Starting from the line that contains "Can you find the brown", reproduce each line exactly through the end of the material, and include no other lines.

>>>>

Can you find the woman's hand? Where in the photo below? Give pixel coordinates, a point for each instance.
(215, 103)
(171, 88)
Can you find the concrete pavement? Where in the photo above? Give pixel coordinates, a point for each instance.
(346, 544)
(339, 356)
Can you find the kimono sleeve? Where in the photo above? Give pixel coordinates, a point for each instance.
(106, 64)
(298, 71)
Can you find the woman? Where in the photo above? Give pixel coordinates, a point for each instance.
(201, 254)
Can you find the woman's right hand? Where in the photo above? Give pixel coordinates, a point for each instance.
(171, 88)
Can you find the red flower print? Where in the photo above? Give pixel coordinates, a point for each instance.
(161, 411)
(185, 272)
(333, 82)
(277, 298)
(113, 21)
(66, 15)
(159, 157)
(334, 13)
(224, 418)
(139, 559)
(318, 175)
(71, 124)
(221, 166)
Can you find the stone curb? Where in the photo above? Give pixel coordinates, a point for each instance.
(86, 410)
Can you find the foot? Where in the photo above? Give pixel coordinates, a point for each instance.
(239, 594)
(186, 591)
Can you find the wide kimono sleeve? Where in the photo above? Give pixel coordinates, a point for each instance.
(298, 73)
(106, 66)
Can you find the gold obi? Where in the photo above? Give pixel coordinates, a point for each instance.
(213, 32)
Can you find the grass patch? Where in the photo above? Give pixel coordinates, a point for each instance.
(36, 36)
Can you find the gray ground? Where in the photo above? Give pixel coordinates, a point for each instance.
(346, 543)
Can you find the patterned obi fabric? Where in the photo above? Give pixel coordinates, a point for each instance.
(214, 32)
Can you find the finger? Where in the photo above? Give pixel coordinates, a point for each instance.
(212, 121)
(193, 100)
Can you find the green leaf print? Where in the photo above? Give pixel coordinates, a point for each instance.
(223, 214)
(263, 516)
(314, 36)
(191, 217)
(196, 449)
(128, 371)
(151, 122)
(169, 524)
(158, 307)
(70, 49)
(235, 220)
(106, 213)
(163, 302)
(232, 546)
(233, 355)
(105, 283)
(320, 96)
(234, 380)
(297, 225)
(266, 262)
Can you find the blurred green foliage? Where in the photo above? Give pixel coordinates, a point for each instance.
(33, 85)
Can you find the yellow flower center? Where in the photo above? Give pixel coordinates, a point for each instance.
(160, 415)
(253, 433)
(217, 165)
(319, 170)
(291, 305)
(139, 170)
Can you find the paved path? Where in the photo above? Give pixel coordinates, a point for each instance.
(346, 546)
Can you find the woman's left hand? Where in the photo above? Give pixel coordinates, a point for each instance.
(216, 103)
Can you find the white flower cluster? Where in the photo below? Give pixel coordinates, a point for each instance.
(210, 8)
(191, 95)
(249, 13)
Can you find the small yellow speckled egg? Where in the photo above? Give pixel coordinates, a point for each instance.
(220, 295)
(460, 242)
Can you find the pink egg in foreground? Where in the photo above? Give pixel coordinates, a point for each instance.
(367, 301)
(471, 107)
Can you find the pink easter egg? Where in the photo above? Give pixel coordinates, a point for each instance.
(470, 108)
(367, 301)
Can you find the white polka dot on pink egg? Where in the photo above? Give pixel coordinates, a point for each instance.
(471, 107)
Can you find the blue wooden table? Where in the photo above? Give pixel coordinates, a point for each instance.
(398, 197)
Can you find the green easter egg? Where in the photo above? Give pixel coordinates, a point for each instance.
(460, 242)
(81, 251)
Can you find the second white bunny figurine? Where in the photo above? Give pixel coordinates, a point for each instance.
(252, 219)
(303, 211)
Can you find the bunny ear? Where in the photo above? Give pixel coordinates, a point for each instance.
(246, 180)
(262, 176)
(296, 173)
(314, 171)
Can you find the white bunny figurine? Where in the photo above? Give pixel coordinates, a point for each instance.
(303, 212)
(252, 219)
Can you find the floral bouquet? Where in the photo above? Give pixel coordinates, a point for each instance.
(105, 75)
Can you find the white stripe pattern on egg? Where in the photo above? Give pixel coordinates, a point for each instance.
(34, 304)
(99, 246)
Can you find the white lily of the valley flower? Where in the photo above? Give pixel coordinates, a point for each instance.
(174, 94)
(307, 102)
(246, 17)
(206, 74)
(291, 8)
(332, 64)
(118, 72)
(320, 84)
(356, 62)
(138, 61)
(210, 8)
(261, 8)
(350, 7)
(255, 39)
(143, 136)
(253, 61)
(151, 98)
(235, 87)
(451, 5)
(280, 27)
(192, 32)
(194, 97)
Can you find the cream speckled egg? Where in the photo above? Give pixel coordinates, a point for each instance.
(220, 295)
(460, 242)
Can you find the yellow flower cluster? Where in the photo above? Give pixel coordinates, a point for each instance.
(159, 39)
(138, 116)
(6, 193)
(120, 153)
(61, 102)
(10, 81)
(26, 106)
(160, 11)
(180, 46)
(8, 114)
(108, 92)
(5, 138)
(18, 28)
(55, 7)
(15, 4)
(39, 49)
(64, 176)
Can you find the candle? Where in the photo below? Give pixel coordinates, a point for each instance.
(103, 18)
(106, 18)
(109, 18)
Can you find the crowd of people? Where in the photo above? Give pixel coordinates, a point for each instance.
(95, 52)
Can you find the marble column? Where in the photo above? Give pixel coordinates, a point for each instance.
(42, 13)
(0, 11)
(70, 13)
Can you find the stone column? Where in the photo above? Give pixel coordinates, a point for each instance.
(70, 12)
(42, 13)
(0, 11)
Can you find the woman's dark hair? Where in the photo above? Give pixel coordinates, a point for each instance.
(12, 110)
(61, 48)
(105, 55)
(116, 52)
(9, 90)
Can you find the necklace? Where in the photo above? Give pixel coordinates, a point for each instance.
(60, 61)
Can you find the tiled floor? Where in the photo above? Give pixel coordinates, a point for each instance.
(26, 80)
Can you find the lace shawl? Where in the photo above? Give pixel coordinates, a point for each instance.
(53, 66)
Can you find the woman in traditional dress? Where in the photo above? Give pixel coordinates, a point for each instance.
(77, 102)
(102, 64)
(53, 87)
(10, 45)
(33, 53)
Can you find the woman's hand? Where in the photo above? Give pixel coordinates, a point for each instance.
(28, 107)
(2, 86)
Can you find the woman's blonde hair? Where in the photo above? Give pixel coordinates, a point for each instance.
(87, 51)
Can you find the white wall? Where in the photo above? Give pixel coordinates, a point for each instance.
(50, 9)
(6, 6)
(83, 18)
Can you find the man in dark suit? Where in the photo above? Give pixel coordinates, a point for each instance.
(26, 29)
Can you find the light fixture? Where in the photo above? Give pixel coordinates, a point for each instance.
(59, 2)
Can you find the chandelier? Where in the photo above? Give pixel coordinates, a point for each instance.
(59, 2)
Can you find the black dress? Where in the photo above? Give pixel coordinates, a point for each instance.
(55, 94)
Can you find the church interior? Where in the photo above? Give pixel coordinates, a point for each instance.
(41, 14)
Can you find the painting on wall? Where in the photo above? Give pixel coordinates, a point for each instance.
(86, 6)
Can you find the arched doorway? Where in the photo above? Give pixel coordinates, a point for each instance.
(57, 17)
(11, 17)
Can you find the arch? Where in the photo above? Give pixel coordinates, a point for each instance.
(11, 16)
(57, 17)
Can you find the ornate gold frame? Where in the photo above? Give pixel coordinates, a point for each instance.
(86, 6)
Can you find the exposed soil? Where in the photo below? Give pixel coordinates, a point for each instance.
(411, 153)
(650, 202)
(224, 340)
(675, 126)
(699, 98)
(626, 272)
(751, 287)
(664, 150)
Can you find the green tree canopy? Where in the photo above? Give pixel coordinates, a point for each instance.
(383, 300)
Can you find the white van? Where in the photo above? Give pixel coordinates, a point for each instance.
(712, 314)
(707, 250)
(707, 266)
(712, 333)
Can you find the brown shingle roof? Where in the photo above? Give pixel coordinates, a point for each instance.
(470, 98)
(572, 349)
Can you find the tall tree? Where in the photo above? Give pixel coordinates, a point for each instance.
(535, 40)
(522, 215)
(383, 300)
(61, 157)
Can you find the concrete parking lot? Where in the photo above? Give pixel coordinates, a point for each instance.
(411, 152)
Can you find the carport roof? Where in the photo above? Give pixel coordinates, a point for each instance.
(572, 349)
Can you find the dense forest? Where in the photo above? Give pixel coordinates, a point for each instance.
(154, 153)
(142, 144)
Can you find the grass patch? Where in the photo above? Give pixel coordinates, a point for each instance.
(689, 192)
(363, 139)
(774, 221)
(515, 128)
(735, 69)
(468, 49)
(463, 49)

<<<<

OUTPUT OF THE TASK:
Can you find the brown shingle roof? Where in the photo above? Give pixel coordinates, a point for each instance.
(470, 98)
(572, 349)
Can you find the tall tree? Where in the photo above? Give pixel coordinates, a point for each instance.
(535, 40)
(522, 215)
(383, 300)
(61, 157)
Can you find the concrete parking lot? Where in the photo above? Give pixel coordinates, a point for each instance.
(411, 152)
Can you find the carport roof? Where in the photo above? Give pixel coordinates, a point for each instance.
(572, 349)
Can you find the dense forest? Where in the photo above? Give pixel coordinates, a point for each instance.
(154, 153)
(142, 144)
Can you find the grass patch? Where in the photo above? Give pixel coordinates, a point for each instance.
(689, 192)
(363, 139)
(774, 221)
(515, 128)
(735, 69)
(468, 49)
(463, 49)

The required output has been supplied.